WHAT NEEDS TO BE DONE — Output all the material that follows, exactly as given.

DATA IN THIS EXERCISE —
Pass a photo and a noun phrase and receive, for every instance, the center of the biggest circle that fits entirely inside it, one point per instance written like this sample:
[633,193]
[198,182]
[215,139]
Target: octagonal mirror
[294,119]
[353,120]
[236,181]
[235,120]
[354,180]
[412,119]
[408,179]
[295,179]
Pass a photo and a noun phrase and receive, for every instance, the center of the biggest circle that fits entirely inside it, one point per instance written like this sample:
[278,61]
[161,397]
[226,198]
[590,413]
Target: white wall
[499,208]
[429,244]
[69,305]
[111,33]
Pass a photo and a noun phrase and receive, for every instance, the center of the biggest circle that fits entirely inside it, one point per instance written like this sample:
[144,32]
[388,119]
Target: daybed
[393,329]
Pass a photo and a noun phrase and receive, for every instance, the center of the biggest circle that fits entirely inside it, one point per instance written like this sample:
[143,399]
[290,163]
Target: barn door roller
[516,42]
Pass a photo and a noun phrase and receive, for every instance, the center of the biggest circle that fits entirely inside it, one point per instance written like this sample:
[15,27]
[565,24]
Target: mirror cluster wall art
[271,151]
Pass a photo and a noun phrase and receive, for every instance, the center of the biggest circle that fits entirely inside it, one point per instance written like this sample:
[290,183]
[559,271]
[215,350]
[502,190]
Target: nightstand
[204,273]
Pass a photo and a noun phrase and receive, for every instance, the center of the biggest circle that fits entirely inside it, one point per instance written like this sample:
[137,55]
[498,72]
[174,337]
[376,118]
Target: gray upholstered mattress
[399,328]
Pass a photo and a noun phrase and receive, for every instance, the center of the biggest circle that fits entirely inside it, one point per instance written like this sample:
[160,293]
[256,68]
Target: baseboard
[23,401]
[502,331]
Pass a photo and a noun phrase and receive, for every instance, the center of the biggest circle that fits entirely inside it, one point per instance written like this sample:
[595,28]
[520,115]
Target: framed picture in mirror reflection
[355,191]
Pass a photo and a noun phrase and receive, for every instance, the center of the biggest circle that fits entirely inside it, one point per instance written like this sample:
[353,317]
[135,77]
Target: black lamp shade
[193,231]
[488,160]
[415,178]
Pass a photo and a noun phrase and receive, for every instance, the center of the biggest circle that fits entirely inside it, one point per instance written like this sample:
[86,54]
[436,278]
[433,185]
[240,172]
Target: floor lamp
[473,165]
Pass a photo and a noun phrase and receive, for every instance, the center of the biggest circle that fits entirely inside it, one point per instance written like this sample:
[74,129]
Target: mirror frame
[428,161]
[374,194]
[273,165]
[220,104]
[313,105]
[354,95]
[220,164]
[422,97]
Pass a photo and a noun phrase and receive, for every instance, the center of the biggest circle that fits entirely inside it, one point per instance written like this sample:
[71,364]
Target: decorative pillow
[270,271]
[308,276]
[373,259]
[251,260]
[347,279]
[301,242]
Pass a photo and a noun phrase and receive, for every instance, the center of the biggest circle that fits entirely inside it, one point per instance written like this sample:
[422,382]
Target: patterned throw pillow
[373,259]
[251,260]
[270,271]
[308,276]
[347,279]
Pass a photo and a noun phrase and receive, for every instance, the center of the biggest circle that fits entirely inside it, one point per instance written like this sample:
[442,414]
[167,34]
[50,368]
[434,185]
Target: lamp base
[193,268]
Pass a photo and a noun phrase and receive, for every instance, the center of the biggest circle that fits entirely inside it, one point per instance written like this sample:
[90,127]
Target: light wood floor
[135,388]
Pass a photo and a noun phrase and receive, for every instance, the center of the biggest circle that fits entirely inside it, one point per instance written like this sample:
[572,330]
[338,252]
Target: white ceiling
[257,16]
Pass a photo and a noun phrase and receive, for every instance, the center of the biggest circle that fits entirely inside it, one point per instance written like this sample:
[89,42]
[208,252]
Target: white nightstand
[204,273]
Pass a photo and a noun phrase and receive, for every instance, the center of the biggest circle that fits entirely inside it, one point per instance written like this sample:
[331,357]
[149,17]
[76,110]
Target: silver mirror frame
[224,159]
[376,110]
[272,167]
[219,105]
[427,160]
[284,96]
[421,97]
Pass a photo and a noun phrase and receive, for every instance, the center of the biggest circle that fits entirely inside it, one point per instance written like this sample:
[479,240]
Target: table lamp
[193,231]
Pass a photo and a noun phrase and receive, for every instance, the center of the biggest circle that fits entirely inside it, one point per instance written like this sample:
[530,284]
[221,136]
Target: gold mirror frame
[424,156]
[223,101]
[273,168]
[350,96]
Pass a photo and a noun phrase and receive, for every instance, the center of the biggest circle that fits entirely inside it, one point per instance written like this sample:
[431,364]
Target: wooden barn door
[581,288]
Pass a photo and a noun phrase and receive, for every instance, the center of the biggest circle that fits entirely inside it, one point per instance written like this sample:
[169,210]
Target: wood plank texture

TASK ANSWER —
Pass a photo and a noun phrase and receive, for every instance, the center of the biggest circle that fits entirely inside it, one point per instance written like this sample:
[633,193]
[198,182]
[215,139]
Target: octagonal mirror
[294,119]
[353,120]
[236,181]
[235,120]
[354,180]
[412,119]
[408,179]
[295,179]
Pass a photo and a noun phrase and receive, for every instance, the center of the biggest circle that fits entirely inside it, one point per instance written like this sample:
[278,61]
[161,397]
[226,198]
[590,413]
Target: white wall
[499,208]
[429,244]
[69,305]
[111,33]
Pass a photo and a noun phrase and receive, for every instance, the center of the biggest circle that fits entirely inside it, one point per instance written like this sample:
[144,32]
[388,119]
Target: daybed
[393,329]
Pass a photo and a noun phrase and receive, for every instance, the center of the biggest circle that fits entirely inside it, one point per instance written like this sample:
[143,399]
[290,163]
Target: barn door roller
[516,42]
Pass a photo and a noun phrase and receive, for every instance, the center of the biggest circle that fits entirely inside it, one point per instance written like this sample:
[15,27]
[565,24]
Target: mirror cluster wall art
[271,151]
Pass a photo and a noun phrase and receive, for every instance, the center of the biggest circle that fits entirely inside it, one point per instance written like this sample:
[290,183]
[559,271]
[215,350]
[502,190]
Target: nightstand
[204,273]
Pass a photo and a noun phrase and receive, for every instance, the center of the biggest circle that fits entirely inside it, one point per instance written like this sample:
[137,55]
[498,72]
[174,337]
[376,118]
Target: gray upholstered mattress
[399,328]
Pass a photo and a noun phrase and receive, for every instance, the center of the biggest circle that fits entirely inside it, one point per instance written like this sample:
[160,293]
[256,68]
Target: baseboard
[23,401]
[502,331]
Pass a photo and a noun phrase and receive, for every instance, the center of the biggest circle that fits entirely inside it, one point per instance written like this sample:
[595,28]
[520,115]
Target: framed picture in mirror reflection
[355,191]
Pass a photo and a noun phrase and receive, for every instance, the center of the biggest circle that fits entirely inside it, one point per instance written like this sample:
[353,317]
[135,77]
Target: black lamp shade
[193,231]
[488,160]
[415,178]
Pass a photo and a noun phrase and receive, for every instance, the center of the biggest circle that fits entirely inside it, one point per instance written like this sample:
[86,54]
[436,278]
[433,185]
[240,172]
Target: floor lamp
[473,165]
Pass a photo and a noun phrase and receive, for every instance, the center of the biggest circle that fits entirely inside it, one point per instance written like this sample:
[74,129]
Target: mirror frame
[428,161]
[374,194]
[273,165]
[220,104]
[313,105]
[354,95]
[220,164]
[422,97]
Pass a photo and a noun phrase and receive, for every instance, the center of the biggest circle that fits entirely inside it, one point per instance written like this sample:
[71,364]
Target: decorative pillow
[270,271]
[308,276]
[373,259]
[251,260]
[347,279]
[301,242]
Pass a photo and a noun phrase and receive, for every instance, the center of the biggest circle that fits entirely inside it, one point per instance written like this sample:
[422,382]
Target: patterned throw pillow
[373,259]
[251,260]
[270,271]
[308,276]
[347,279]
Pass a photo and a noun phrase and receive, for every instance, the center of the biggest circle that fits entirely inside it, one point per instance written like this sample:
[442,414]
[167,34]
[50,368]
[434,185]
Target: lamp base
[193,268]
Pass a photo and a noun phrase and receive, for every instance, the center of the biggest circle that fits entirely inside it, one point per instance written like this sample:
[90,127]
Target: light wood floor
[135,388]
Pass a photo and a noun phrase and receive, for every instance, the center of the biggest circle that fits entirely inside it, one point per instance written like this sample:
[572,330]
[338,252]
Target: white ceiling
[257,16]
Pass a photo and a noun phrase and receive, for every instance, the center of the biggest circle that fits entirely inside it, one point per instance written like this sample:
[89,42]
[208,252]
Target: white nightstand
[204,273]
Pass a photo and a noun phrase and receive, for every instance, the center of the biggest circle that fits entirely inside it, one point per instance written like this sample:
[331,357]
[149,17]
[76,110]
Target: silver mirror frame
[224,159]
[376,110]
[272,167]
[219,105]
[427,160]
[284,96]
[421,97]
Pass a photo and a noun phrase and receive, for every instance, the center of the biggest circle that fits entirely inside it, one point per instance written like this sample:
[479,240]
Target: table lamp
[193,231]
Pass a photo and a noun phrase and receive, for every instance, the center of the biggest circle that fits entirely inside it, one point per instance written like this sample:
[530,284]
[221,136]
Target: gold mirror frame
[424,156]
[223,101]
[273,168]
[350,96]
Pass a photo and a noun phrase and receive, for every instance, the center of the biggest circle that fits entirely inside it, one point per instance written like this sample:
[431,364]
Target: wooden barn door
[581,288]
Pass a photo and a noun phrase and receive, for every instance, the center of the biggest circle that fits entirely inside it, one point per instance written like this sample:
[169,210]
Target: wood plank texture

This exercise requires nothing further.